● WHAT THE EXERCISE ASKS
Wherever the string "white" appears in the listing, copy that line.

● EXTRACTED ENTRIES
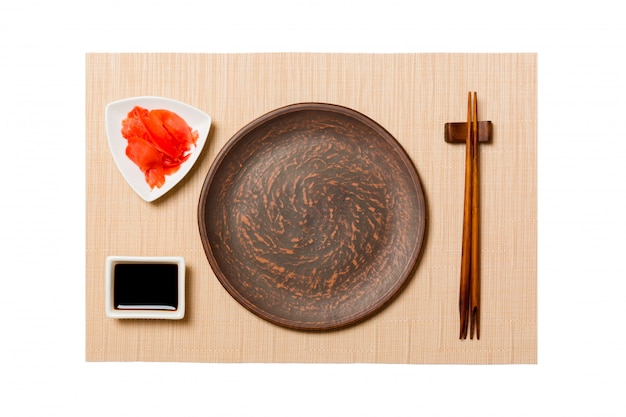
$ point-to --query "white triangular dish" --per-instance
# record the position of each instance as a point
(117, 111)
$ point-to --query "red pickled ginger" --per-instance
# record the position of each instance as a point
(159, 141)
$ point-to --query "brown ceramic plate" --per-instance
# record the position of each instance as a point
(312, 216)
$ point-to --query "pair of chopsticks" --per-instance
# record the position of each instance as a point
(469, 297)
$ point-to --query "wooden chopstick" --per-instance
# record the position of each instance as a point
(464, 291)
(469, 293)
(475, 270)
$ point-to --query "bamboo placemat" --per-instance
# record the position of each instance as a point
(412, 96)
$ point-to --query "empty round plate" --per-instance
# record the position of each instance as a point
(312, 216)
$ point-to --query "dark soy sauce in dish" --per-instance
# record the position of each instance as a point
(145, 286)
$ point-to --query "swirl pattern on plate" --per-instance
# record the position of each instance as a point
(312, 216)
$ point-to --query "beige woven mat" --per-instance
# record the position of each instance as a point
(412, 96)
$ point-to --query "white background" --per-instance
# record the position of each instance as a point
(582, 149)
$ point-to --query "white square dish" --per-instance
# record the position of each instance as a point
(145, 287)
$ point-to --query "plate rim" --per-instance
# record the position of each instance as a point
(411, 169)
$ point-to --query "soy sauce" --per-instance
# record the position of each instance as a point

● OUTPUT OF THE EXERCISE
$ point-to --query "white triangular dish" --per-instance
$ point-to --query "white background" --per-instance
$ point-to --query "white square dish" --per-instance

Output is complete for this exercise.